产出要求: 下面有一篇讲如何用 Spark 删除 Cosmos DB Cassandra API 表中数据的文章，请从它的最后一行之后接着写下去。

文本片段:
从 Spark 删除 Azure Cosmos DB Cassandra API 表中的数据

适用于: Cassandra API

本文详细介绍了如何从 Spark 中删除 Azure Cosmos DB Cassandra API 表中的数据。

Cassandra API 配置

import org.apache.spark.sql.cassandra._
//Spark connector
import com.datastax.spark.connector._
import com.datastax.spark.connector.cql.CassandraConnector

//if using Spark 2.x, CosmosDB library for multiple retry
//import com.microsoft.azure.cosmosdb.cassandra

//Connection-related
spark.conf.set("spark.cassandra.connection.host","YOUR_ACCOUNT_NAME.cassandra.cosmos.azure.cn")
spark.conf.set("spark.cassandra.connection.port","10350")
spark.conf.set("spark.cassandra.connection.ssl.enabled","true")
spark.conf.set("spark.cassandra.auth.username","YOUR_ACCOUNT_NAME")
spark.conf.set("spark.cassandra.auth.password","YOUR_ACCOUNT_KEY")
// if using Spark 2.x
// spark.conf.set("spark.cassandra.connection.factory", "com.microsoft.azure.cosmosdb.cassandra.CosmosDbConnectionFactory")

//Throughput-related...adjust as needed
spark.conf.set("spark.cassandra.output.batch.size.rows", "1")
//spark.conf.set("spark.cassandra.connection.connections_per_executor_max", "10") // Spark 2.x
spark.conf.set("spark.cassandra.connection.remoteConnectionsPerExecutor", "10") // Spark 3.x
spark.conf.set("spark.cassandra.output.concurrent.writes", "1000")
spark.conf.set("spark.cassandra.concurrent.reads", "512")
spark.conf.set("spark.cassandra.output.batch.grouping.buffer.size", "1000")
spark.conf.set("spark.cassandra.connection.keep_alive_ms", "600000000")

备注

如果使用 Spark 3.0 或更高版本,则无需安装 Cosmos DB 帮助程序和连接工厂。 对于 Spark 3 连接器,还应使用 remoteConnectionsPerExecutor 而不是 connections_per_executor_max(见上文)。 你将看到在上述笔记本中定义了与连接相关的属性。 使用下面的语法,可以以这种方式定义连接属性,而无需在集群级别(Spark 上下文初始化)进行定义。 但是,在使用需要 spark 上下文的操作时(例如,如下所示的 deleteCassandraConnector(sc)),需要在集群级别定义连接属性。

示例数据生成器

我们将使用此代码片段来生成示例数据:

//Create dataframe
val booksDF = Seq(
   ("b00001", "Arthur Conan Doyle", "A study in scarlet", 1887,11.33),
   ("b00023", "Arthur Conan Doyle", "A sign of four", 1890,22.45),
   ("b01001", "Arthur Conan Doyle", "The adventures of Sherlock Holmes", 1892,19.83),
   ("b00501", "Arthur Conan Doyle", "The memoirs of Sherlock Holmes", 1893,14.22),
   ("b00300", "Arthur Conan Doyle", "The hounds of Baskerville", 1901,12.25)

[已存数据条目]
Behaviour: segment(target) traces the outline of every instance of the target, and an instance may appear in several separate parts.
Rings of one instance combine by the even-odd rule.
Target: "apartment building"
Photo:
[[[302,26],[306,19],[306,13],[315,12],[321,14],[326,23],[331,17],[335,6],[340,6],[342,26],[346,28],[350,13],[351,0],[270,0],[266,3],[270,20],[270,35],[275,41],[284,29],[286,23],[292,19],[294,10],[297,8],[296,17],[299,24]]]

---

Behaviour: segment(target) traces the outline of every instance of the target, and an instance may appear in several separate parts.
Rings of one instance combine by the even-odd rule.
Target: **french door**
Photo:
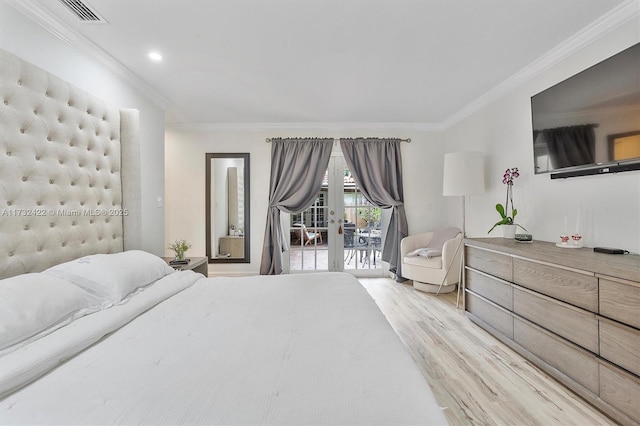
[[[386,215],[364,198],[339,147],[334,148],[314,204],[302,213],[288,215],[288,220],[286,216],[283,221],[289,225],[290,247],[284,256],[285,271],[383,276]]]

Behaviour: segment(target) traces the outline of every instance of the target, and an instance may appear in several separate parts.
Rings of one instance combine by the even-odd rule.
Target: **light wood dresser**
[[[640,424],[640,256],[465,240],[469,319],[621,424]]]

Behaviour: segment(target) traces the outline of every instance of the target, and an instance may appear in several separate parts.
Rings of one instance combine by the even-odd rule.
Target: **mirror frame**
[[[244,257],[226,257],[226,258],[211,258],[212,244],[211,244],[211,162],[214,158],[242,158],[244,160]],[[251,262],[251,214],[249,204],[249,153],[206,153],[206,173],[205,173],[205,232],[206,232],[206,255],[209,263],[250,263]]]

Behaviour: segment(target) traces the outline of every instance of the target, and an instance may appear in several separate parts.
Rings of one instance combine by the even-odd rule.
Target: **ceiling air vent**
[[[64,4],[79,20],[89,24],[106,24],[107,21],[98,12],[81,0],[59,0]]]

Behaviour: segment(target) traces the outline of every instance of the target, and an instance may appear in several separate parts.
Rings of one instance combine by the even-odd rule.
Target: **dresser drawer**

例题解答:
).toDF("book_id", "book_author", "book_name", "book_pub_year","book_price")

//Persist
booksDF.write
  .mode("append")
  .format("org.apache.spark.sql.cassandra")
  .options(Map( "table" -> "books", "keyspace" -> "books_ks", "output.consistency.level" -> "ALL", "ttl" -> "10000000"))
  .save()

数据帧 API

删除与条件匹配的行

//1) Create dataframe
val deleteBooksDF = spark
  .read
  .format("org.apache.spark.sql.cassandra")
  .options(Map( "table" -> "books", "keyspace" -> "books_ks"))
  .load
  .filter("book_id = 'b01001'")

//2) Review execution plan
deleteBooksDF.explain

//3) Review table data before execution
println("==================")
println("1) Before")
deleteBooksDF.show
println("==================")

//4) Delete selected records in dataframe
println("==================")
println("2a) Starting delete")

//Reuse connection for each partition
val cdbConnector = CassandraConnector(sc)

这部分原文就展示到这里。